Extracted records
---
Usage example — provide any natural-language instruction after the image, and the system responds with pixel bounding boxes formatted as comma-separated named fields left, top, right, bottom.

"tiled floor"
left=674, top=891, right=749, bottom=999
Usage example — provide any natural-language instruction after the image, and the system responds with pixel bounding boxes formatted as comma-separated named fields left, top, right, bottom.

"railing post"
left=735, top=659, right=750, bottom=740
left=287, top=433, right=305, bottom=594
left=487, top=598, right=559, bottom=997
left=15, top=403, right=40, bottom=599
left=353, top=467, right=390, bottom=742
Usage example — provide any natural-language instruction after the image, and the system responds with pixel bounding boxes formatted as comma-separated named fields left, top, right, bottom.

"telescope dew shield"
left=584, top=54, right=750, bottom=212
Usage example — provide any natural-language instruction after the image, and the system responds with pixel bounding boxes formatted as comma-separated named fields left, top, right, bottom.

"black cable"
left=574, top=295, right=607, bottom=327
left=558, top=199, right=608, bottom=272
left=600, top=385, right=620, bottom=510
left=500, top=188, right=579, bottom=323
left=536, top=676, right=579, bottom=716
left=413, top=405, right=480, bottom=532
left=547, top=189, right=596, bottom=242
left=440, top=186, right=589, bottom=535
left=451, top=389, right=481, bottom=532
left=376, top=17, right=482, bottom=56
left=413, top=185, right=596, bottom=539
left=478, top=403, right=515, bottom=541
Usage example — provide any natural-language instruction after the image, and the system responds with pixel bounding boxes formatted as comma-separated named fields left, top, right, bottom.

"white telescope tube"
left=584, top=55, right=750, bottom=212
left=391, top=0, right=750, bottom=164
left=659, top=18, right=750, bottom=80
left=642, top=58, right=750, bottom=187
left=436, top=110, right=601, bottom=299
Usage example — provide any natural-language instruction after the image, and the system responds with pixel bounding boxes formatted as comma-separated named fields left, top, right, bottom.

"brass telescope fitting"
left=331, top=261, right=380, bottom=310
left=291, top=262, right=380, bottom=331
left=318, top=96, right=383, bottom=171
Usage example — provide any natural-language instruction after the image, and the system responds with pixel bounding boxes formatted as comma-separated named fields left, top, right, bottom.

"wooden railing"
---
# Problem statement
Return the entries above exactly as they were written.

# Solved exercise
Usage example — provide any natural-language instruction after the image, and the system responds with pixel bounding boxes formatted as comma-separated named fields left, top, right, bottom.

"tiled floor"
left=674, top=891, right=749, bottom=999
Usage example — provide any natural-language instruction after the image, and the system responds with pixel bounding boxes formatted as comma-separated named fields left, top, right, bottom.

"railing post"
left=735, top=659, right=750, bottom=740
left=287, top=433, right=305, bottom=594
left=487, top=598, right=559, bottom=997
left=15, top=403, right=40, bottom=599
left=353, top=467, right=390, bottom=742
Usage example — provide any natural-language instruction after the image, and the system responds with pixel bounding boxes formatted as comma-separated named fields left, top, right, bottom.

"telescope dew shield"
left=584, top=54, right=750, bottom=212
Usage example — provide any natural-language instruction after the image, and the system responds with pixel bounding boxes formatted as comma-separated named fields left, top, right, bottom.

"black cable"
left=574, top=295, right=607, bottom=327
left=558, top=199, right=608, bottom=272
left=600, top=385, right=620, bottom=510
left=500, top=188, right=579, bottom=323
left=536, top=676, right=579, bottom=716
left=413, top=405, right=480, bottom=532
left=547, top=189, right=596, bottom=242
left=440, top=186, right=589, bottom=535
left=451, top=389, right=481, bottom=532
left=376, top=17, right=482, bottom=56
left=413, top=185, right=596, bottom=539
left=478, top=403, right=515, bottom=541
Usage example — provide any natural-language instruction after the image, and the system responds with pixel bounding boxes formatted as comma-separated named fields left, top, right, bottom.

"white telescope tube"
left=584, top=55, right=750, bottom=212
left=391, top=0, right=750, bottom=164
left=659, top=18, right=750, bottom=80
left=642, top=58, right=750, bottom=187
left=436, top=110, right=601, bottom=299
Usage example — provide any natural-language instruction after the image, and the system responds with pixel bounding boxes formatted as comma-separated named fields left, top, right, bottom.

"brass telescope fitting"
left=331, top=261, right=380, bottom=310
left=291, top=262, right=380, bottom=331
left=318, top=96, right=383, bottom=171
Usage example — provide any natural-language instruction after the image, and the system responds with pixel bounding boxes formatted as comma-separated named fields left, top, right, bottom.

"wooden railing"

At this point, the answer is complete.